-- start of Data records --
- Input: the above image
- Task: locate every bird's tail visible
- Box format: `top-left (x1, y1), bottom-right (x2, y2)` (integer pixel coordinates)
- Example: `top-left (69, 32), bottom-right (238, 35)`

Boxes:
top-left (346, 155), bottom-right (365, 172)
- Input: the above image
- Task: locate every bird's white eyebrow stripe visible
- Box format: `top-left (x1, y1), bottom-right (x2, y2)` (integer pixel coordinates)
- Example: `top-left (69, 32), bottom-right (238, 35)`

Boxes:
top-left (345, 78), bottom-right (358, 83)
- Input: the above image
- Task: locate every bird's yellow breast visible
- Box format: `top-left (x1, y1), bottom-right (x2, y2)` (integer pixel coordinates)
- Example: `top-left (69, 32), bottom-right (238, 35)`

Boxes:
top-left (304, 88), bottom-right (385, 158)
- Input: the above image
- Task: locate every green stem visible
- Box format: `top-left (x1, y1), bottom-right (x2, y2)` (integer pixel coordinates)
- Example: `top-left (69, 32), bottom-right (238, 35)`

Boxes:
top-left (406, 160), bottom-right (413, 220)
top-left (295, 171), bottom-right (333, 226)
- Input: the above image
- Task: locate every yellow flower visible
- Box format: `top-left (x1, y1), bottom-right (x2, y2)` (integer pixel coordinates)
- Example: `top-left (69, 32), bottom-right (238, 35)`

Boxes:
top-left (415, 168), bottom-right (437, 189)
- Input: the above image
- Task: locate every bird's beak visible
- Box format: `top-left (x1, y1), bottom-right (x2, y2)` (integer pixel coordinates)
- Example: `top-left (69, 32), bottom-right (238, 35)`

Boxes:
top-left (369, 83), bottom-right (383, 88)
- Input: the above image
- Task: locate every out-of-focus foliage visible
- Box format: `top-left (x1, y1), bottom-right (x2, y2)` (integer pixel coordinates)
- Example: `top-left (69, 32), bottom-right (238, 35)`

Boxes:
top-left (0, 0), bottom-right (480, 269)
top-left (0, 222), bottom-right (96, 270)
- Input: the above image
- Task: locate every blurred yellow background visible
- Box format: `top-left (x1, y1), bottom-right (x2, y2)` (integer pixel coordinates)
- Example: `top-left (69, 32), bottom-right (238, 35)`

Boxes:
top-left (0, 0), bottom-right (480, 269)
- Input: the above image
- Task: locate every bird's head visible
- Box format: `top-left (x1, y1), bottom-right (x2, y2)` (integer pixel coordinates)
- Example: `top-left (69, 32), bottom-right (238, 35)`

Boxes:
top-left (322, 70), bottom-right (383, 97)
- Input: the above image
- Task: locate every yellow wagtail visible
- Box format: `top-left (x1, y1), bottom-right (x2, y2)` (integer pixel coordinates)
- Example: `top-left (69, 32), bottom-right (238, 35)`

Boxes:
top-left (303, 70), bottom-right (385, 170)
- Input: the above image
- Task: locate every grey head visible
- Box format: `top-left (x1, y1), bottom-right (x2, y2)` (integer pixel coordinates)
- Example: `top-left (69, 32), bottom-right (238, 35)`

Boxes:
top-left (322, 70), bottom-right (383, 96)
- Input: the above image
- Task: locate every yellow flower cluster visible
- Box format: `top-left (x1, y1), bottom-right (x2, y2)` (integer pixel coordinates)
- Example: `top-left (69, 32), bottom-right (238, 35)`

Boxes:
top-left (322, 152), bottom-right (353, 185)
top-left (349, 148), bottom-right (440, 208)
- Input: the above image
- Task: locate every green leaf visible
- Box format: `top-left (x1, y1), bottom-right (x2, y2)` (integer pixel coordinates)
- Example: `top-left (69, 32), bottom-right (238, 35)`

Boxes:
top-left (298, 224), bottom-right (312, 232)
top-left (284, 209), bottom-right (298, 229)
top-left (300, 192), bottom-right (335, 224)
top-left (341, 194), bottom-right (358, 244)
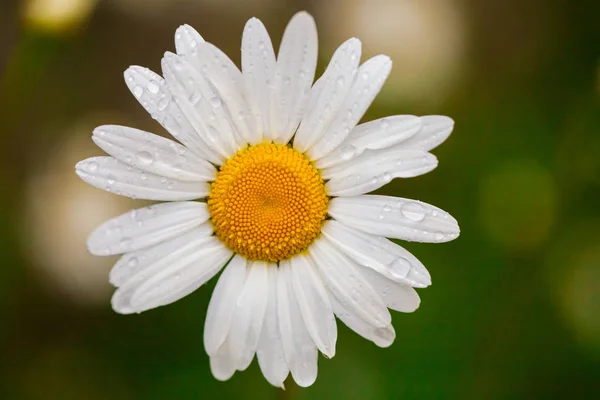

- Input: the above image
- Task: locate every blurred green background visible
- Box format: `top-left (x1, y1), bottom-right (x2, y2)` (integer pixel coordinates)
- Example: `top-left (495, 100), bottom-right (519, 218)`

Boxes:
top-left (0, 0), bottom-right (600, 400)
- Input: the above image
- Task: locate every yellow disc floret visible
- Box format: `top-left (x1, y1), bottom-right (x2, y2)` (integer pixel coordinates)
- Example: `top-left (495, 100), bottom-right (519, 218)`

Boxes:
top-left (208, 142), bottom-right (328, 262)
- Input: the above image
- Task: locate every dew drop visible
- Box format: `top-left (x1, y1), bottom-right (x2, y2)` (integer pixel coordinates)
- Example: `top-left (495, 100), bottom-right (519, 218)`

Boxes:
top-left (210, 96), bottom-right (221, 108)
top-left (127, 257), bottom-right (140, 268)
top-left (400, 201), bottom-right (425, 222)
top-left (207, 126), bottom-right (219, 143)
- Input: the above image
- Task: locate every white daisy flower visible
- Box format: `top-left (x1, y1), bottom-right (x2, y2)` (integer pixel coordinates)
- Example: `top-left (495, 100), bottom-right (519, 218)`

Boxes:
top-left (76, 12), bottom-right (459, 387)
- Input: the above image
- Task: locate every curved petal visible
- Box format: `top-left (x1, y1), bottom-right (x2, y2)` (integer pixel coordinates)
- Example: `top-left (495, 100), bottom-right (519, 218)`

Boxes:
top-left (290, 254), bottom-right (337, 358)
top-left (360, 268), bottom-right (421, 312)
top-left (75, 157), bottom-right (209, 201)
top-left (112, 231), bottom-right (231, 314)
top-left (271, 11), bottom-right (318, 144)
top-left (204, 254), bottom-right (247, 356)
top-left (175, 24), bottom-right (204, 56)
top-left (229, 261), bottom-right (269, 371)
top-left (256, 264), bottom-right (289, 389)
top-left (309, 237), bottom-right (392, 328)
top-left (322, 220), bottom-right (431, 287)
top-left (87, 202), bottom-right (210, 256)
top-left (398, 115), bottom-right (454, 151)
top-left (294, 38), bottom-right (361, 153)
top-left (210, 341), bottom-right (235, 381)
top-left (92, 125), bottom-right (217, 182)
top-left (328, 195), bottom-right (460, 243)
top-left (161, 52), bottom-right (240, 158)
top-left (108, 222), bottom-right (213, 287)
top-left (316, 115), bottom-right (421, 169)
top-left (308, 55), bottom-right (392, 160)
top-left (277, 260), bottom-right (318, 387)
top-left (330, 294), bottom-right (396, 347)
top-left (124, 66), bottom-right (223, 164)
top-left (242, 18), bottom-right (275, 139)
top-left (323, 150), bottom-right (438, 196)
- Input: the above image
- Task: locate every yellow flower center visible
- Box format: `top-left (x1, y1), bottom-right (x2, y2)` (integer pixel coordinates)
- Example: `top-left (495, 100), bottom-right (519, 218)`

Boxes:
top-left (208, 142), bottom-right (328, 262)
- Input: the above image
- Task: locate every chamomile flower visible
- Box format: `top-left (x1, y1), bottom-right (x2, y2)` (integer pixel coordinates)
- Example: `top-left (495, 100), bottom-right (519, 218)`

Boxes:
top-left (76, 12), bottom-right (459, 387)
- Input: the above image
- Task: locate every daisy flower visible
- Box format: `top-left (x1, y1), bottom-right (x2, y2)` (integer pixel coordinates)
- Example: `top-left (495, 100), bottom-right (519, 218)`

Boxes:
top-left (76, 12), bottom-right (459, 387)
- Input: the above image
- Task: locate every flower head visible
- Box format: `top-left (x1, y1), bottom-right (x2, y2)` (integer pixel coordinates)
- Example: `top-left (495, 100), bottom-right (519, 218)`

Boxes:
top-left (76, 12), bottom-right (459, 386)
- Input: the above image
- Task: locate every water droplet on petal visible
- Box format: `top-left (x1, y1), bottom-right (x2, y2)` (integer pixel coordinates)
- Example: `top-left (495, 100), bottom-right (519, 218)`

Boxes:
top-left (341, 144), bottom-right (356, 160)
top-left (136, 151), bottom-right (154, 165)
top-left (400, 201), bottom-right (425, 222)
top-left (388, 257), bottom-right (411, 278)
top-left (133, 86), bottom-right (144, 99)
top-left (148, 80), bottom-right (160, 94)
top-left (157, 97), bottom-right (170, 111)
top-left (210, 96), bottom-right (221, 108)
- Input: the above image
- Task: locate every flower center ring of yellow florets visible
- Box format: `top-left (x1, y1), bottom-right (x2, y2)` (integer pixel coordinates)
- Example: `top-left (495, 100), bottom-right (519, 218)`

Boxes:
top-left (208, 142), bottom-right (328, 262)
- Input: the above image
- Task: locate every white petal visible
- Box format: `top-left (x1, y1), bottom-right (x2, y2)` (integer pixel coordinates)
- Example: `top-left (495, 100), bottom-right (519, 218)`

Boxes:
top-left (124, 66), bottom-right (223, 164)
top-left (360, 268), bottom-right (421, 312)
top-left (87, 202), bottom-right (210, 256)
top-left (291, 254), bottom-right (337, 358)
top-left (331, 295), bottom-right (396, 347)
top-left (188, 43), bottom-right (262, 146)
top-left (398, 115), bottom-right (454, 151)
top-left (161, 52), bottom-right (238, 158)
top-left (328, 195), bottom-right (460, 243)
top-left (175, 24), bottom-right (204, 56)
top-left (316, 115), bottom-right (421, 169)
top-left (322, 220), bottom-right (431, 287)
top-left (229, 261), bottom-right (270, 371)
top-left (109, 222), bottom-right (213, 287)
top-left (323, 150), bottom-right (438, 196)
top-left (294, 38), bottom-right (361, 153)
top-left (271, 11), bottom-right (318, 144)
top-left (112, 230), bottom-right (231, 314)
top-left (308, 55), bottom-right (392, 160)
top-left (242, 18), bottom-right (275, 138)
top-left (256, 265), bottom-right (289, 388)
top-left (204, 254), bottom-right (247, 356)
top-left (92, 125), bottom-right (217, 182)
top-left (309, 237), bottom-right (392, 328)
top-left (277, 260), bottom-right (318, 387)
top-left (210, 342), bottom-right (235, 381)
top-left (75, 157), bottom-right (209, 201)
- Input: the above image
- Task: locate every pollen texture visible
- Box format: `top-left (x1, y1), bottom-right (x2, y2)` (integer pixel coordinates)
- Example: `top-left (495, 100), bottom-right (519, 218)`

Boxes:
top-left (208, 142), bottom-right (328, 262)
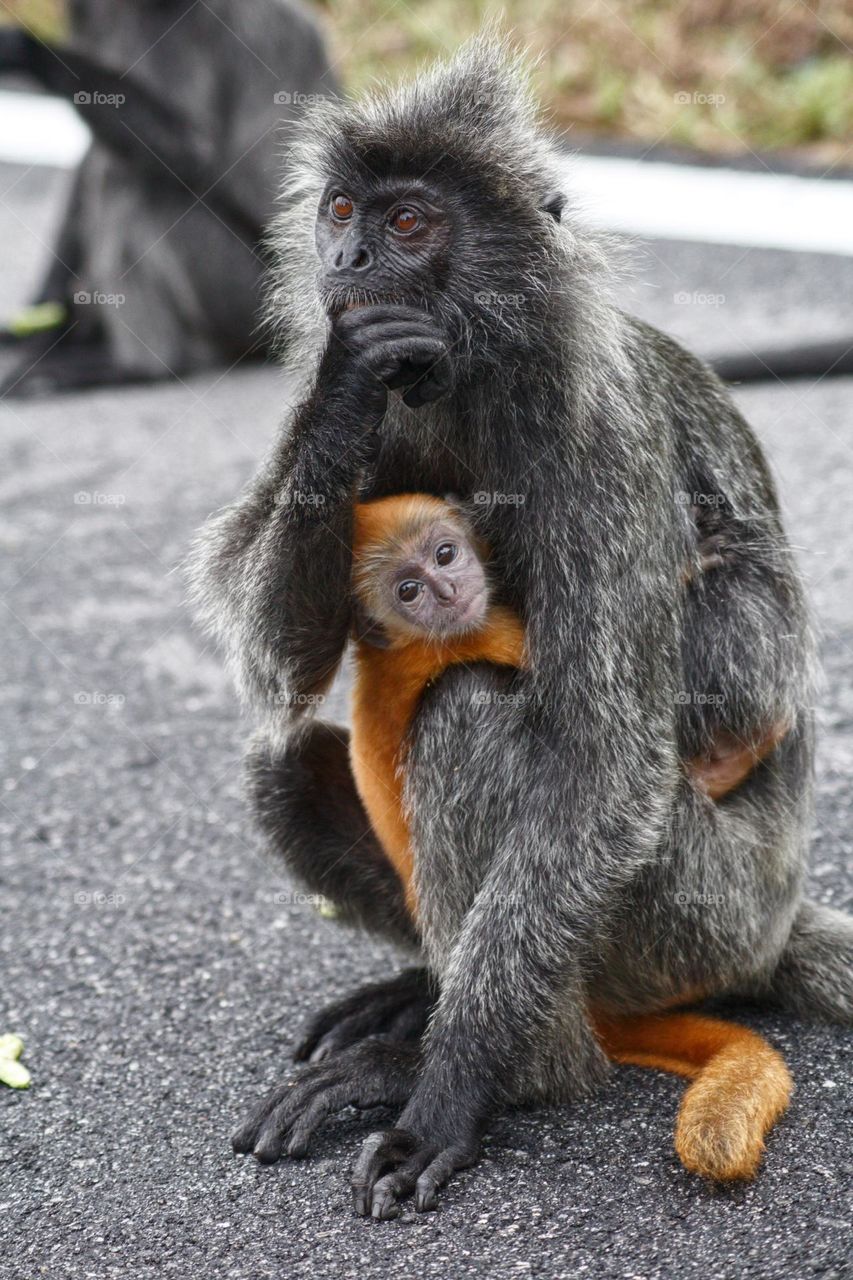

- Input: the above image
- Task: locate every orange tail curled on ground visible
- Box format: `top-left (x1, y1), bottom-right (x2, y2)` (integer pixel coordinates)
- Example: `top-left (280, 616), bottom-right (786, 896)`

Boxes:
top-left (593, 1012), bottom-right (793, 1181)
top-left (351, 495), bottom-right (793, 1181)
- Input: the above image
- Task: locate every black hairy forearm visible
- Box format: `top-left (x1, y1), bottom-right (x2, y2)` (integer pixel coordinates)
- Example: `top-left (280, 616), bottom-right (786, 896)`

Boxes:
top-left (192, 366), bottom-right (379, 719)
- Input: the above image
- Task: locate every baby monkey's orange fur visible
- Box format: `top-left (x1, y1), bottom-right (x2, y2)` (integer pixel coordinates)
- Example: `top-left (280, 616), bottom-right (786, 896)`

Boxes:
top-left (351, 494), bottom-right (792, 1180)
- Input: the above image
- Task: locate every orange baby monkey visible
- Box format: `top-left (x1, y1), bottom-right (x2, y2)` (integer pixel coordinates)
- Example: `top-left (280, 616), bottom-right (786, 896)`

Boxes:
top-left (351, 494), bottom-right (792, 1179)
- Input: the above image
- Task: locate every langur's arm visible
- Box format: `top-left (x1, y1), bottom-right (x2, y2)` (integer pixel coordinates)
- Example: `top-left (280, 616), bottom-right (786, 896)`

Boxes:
top-left (191, 371), bottom-right (364, 716)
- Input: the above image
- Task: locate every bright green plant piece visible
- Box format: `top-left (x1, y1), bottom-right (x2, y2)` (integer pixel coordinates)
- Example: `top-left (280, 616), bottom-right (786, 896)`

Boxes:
top-left (0, 1034), bottom-right (29, 1089)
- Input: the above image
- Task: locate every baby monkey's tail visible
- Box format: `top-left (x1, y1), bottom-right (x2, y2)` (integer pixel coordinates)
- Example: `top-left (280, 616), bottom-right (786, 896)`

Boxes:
top-left (594, 1012), bottom-right (793, 1181)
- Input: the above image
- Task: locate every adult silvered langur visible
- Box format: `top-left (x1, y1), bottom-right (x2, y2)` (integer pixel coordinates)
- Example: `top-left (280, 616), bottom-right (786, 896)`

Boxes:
top-left (192, 38), bottom-right (853, 1217)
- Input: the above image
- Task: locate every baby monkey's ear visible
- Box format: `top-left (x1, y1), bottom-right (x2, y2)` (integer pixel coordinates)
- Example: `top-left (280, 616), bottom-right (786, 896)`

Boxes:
top-left (351, 595), bottom-right (391, 649)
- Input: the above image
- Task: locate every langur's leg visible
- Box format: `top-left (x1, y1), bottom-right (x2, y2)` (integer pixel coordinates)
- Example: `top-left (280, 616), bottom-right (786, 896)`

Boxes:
top-left (247, 721), bottom-right (433, 1061)
top-left (232, 721), bottom-right (432, 1161)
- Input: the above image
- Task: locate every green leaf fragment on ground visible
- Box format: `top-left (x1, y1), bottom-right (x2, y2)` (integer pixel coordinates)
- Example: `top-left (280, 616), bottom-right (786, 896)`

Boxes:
top-left (0, 1057), bottom-right (29, 1089)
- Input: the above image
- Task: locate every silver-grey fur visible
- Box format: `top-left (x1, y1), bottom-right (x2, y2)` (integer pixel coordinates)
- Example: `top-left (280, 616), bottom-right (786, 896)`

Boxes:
top-left (192, 30), bottom-right (853, 1212)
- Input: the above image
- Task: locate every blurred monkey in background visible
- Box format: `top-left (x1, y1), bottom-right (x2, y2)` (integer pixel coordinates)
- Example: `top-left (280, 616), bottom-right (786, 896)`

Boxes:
top-left (0, 0), bottom-right (336, 397)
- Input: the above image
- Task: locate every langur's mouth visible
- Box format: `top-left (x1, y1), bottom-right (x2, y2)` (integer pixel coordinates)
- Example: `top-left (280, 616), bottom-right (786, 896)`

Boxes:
top-left (324, 289), bottom-right (405, 319)
top-left (437, 591), bottom-right (485, 635)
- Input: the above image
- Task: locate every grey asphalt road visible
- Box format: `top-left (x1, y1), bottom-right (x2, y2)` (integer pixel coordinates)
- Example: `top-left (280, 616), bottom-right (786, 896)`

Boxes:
top-left (0, 168), bottom-right (853, 1280)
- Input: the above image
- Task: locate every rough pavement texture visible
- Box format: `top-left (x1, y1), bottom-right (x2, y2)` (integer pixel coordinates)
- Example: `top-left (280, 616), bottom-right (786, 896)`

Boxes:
top-left (0, 168), bottom-right (853, 1280)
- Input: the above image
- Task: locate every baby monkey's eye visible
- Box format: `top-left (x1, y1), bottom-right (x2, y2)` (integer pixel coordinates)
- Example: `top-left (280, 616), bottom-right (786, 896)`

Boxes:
top-left (397, 577), bottom-right (424, 604)
top-left (391, 209), bottom-right (420, 233)
top-left (326, 193), bottom-right (353, 221)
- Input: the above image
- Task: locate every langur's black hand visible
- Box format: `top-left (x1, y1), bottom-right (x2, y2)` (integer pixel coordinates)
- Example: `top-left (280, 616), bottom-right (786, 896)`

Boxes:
top-left (232, 1041), bottom-right (420, 1165)
top-left (318, 305), bottom-right (452, 426)
top-left (0, 27), bottom-right (36, 72)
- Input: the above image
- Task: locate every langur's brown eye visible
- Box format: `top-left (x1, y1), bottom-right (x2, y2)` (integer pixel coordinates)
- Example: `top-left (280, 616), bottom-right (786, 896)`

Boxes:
top-left (326, 195), bottom-right (352, 223)
top-left (391, 209), bottom-right (420, 233)
top-left (397, 577), bottom-right (424, 604)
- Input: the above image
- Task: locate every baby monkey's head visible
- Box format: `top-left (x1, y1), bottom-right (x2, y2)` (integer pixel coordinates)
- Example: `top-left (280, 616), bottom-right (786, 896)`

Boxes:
top-left (355, 494), bottom-right (489, 644)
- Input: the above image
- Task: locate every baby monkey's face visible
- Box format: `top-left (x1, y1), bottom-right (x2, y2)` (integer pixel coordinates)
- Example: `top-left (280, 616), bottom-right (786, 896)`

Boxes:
top-left (387, 521), bottom-right (488, 636)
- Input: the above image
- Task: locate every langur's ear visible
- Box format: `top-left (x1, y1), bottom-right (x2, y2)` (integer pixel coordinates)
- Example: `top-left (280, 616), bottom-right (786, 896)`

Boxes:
top-left (539, 191), bottom-right (566, 223)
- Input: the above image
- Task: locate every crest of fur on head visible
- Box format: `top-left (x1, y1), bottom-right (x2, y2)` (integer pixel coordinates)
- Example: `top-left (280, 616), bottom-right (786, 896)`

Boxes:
top-left (352, 494), bottom-right (489, 648)
top-left (262, 27), bottom-right (619, 369)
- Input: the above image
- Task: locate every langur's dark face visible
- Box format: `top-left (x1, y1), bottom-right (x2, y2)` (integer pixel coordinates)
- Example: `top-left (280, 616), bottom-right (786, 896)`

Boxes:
top-left (387, 521), bottom-right (488, 636)
top-left (315, 179), bottom-right (452, 315)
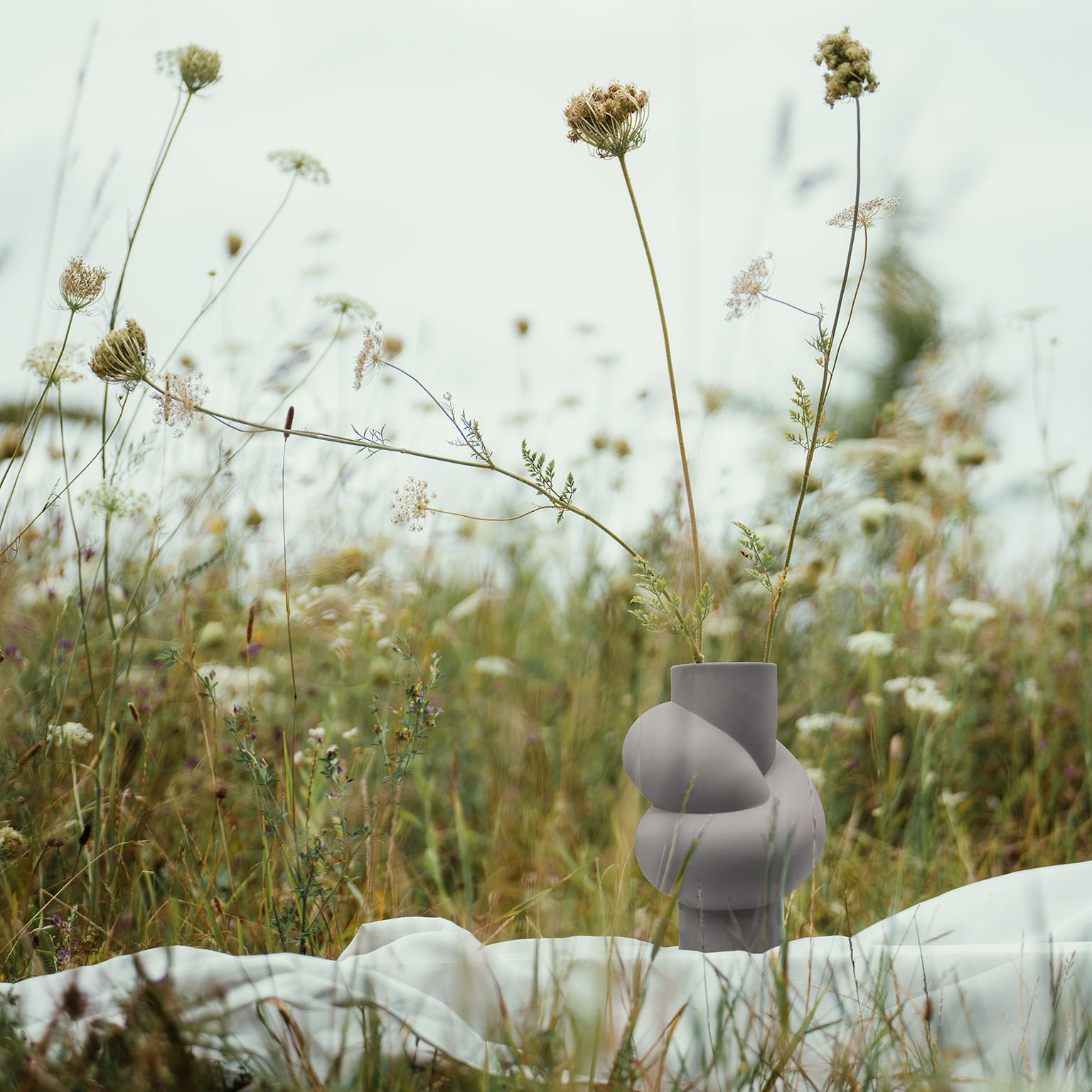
-- end of Data records --
Pick out every line of the data that contains the string "texture", matching case exactly, and copy each of those lines.

- Task: locate every pollen texture visible
- Task: locate every rough pavement texture visible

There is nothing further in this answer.